§ **CONSIGNE A**
D'après le texte sur le capitalisme d'État chinois et le climat, à quelle question celle du réchauffement climatique au XXIe siècle équivaudra-t-elle ?
§ **CONSIGNE B**
Reprenez le texte sur le capitalisme d'État chinois et le climat à la suite de sa dernière phrase.

Le capitalisme d’État chinois prépare sa solution climatique

La question du réchauffement climatique au XXIè siècle sera l‘équivalent de celle du pétrole au XXè. La COP26 de Glasgow a enfin mis en lumière le fait que la transition énergétique sera à la fois violente et coûteuse, et qu’elle déterminera les rapports géostratégiques au sein de notre monde post-Covid. Loin de la coopération mondiale souhaitée, les divergences d’intérêts apparues entre États-Unis, Chine et Europe laissent malheureusement anticiper de probables affrontements entre les grands blocs dans le futur.

§ **LES DONNÉES**
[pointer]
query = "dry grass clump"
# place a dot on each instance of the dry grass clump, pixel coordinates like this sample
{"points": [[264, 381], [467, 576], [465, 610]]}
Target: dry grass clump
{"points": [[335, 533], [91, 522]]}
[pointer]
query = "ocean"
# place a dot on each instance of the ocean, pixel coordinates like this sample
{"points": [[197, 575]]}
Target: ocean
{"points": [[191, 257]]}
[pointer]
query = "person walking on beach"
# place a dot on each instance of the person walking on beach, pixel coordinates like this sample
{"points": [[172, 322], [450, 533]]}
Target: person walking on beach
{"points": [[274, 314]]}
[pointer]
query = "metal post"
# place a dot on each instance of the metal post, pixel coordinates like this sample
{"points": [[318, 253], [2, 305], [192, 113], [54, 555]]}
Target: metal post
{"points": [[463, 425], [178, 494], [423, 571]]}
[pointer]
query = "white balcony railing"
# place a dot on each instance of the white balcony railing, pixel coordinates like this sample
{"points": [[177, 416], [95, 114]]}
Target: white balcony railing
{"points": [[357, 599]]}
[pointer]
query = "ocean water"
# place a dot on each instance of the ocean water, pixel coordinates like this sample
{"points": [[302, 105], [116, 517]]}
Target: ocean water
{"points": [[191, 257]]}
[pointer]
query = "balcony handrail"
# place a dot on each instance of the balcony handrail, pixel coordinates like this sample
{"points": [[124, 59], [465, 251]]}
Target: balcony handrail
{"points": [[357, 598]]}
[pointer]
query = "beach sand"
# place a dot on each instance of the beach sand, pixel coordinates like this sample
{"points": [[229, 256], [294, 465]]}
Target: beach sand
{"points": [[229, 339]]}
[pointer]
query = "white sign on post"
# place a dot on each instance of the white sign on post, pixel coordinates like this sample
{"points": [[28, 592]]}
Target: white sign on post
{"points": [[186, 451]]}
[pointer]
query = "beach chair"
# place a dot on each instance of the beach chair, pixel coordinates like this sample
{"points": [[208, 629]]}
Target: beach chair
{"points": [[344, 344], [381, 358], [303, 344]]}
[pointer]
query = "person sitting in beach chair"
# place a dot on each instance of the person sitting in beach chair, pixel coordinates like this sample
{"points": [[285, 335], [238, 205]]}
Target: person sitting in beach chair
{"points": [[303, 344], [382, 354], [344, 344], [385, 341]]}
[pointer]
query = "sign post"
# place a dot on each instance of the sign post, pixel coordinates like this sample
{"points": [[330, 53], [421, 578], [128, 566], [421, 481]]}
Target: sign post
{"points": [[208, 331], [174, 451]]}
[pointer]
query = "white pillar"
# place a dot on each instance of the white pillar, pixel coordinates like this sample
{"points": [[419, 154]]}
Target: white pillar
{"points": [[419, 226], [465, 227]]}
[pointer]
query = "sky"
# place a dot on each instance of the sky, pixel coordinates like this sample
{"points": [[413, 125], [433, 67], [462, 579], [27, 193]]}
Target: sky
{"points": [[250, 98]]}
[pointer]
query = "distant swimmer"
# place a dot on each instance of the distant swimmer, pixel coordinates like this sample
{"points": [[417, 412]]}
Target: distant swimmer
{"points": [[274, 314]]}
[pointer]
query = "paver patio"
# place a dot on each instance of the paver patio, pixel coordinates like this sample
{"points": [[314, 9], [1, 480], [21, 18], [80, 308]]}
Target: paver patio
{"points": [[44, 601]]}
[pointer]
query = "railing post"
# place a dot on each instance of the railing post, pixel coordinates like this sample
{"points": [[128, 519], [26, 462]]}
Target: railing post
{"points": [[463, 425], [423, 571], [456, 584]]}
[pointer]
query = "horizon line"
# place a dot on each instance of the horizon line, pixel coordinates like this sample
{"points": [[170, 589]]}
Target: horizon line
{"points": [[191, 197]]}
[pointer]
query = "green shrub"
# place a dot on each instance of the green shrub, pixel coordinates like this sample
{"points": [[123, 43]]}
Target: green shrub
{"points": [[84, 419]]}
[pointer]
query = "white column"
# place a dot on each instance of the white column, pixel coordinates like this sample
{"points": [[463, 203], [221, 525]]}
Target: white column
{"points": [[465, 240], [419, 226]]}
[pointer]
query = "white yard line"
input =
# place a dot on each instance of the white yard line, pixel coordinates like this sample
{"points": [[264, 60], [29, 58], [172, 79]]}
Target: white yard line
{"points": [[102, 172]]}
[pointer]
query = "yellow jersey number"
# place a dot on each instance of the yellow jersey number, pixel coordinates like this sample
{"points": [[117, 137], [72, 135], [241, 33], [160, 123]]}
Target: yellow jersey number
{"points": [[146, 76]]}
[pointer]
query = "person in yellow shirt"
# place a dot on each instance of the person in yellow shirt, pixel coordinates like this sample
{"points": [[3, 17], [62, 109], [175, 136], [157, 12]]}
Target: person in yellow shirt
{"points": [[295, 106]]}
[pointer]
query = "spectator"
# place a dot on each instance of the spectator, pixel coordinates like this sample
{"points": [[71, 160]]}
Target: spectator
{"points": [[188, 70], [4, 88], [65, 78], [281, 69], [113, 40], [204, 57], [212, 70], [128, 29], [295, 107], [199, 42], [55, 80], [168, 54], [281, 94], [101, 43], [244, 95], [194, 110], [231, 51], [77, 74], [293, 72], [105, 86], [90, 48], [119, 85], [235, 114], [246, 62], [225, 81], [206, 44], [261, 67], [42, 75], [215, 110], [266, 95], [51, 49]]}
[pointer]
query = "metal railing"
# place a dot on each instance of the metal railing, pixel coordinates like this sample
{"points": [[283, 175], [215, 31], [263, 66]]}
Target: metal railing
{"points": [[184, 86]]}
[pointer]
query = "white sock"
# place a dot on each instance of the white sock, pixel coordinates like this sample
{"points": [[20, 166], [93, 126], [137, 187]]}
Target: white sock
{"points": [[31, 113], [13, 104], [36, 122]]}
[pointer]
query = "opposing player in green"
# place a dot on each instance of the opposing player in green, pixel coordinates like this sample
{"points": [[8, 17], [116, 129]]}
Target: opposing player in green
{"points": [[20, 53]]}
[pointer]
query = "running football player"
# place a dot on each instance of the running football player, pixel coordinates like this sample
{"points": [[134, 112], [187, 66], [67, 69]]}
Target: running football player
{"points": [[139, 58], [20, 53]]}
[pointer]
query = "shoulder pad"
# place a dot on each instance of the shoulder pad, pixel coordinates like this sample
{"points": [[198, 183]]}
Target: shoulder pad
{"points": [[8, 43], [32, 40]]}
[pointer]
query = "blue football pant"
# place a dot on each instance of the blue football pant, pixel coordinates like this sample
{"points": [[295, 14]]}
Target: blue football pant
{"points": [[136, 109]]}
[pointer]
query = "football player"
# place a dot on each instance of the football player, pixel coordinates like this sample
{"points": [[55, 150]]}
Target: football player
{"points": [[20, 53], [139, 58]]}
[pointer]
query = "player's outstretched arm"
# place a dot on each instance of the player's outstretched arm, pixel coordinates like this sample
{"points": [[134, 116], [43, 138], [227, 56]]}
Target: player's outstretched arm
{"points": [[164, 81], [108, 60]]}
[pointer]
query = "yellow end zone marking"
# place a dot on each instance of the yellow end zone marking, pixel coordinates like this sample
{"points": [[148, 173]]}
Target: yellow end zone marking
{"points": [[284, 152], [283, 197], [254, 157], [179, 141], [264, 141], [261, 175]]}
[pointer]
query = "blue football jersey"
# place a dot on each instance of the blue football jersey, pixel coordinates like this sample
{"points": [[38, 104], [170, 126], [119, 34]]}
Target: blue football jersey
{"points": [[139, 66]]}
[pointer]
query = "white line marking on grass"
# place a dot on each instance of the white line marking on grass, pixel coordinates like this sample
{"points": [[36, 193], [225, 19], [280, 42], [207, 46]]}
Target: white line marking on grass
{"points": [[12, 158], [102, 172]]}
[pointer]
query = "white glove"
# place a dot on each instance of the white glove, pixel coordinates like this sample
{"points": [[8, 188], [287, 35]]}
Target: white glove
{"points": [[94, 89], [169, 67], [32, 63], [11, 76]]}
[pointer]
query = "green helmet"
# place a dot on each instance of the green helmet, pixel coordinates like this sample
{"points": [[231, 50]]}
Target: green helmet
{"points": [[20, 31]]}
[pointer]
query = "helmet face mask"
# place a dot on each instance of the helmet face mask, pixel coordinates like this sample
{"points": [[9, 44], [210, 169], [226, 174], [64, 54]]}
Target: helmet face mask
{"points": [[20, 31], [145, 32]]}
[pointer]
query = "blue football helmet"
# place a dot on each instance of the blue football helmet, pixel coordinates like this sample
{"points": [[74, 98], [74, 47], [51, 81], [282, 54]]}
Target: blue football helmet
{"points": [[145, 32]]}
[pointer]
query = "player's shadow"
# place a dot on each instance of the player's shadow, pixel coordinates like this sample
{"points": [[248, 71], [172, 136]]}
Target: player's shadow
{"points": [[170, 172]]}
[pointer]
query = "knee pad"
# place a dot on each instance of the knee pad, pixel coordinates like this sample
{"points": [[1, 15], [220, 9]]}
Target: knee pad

§ **RÉPONSE ATTENDUE A**
À celle du pétrole au XXe siècle.

§ **RÉPONSE ATTENDUE B**
L’empire du Milieu souffre d’un relatif désavantage compétitif au départ de cette course à la survie de la planète. “Atelier du monde” depuis l’année 2001, il a vu lors des deux dernières décennies l’Occident intelligemment délocaliser en Chine les activités les plus polluantes, à une époque où le coût environnemental n’était pas encore facturé. Anticipant son pic d’émissions de CO2 pour 2030, Pékin ne se donne que trente ans pour atteindre la neutralité carbone dès 2060, quand Europe et États-Unis s’accordent une cinquantaine d’années entre les deux étapes. En prenant en compte la différence de future croissance du PNB entre les régions, on voit donc que la Chine devra travailler cinq à dix fois plus rapidement que l’Occident si elle veut tenir ses objectifs très ambitieux. Aux yeux des dirigeants chinois, cette “mission impossible” requiert un autre type de gouvernance, reposant sur un capitalisme d’État et un partenariat public-privé, lui-même construit sur trois piliers principaux.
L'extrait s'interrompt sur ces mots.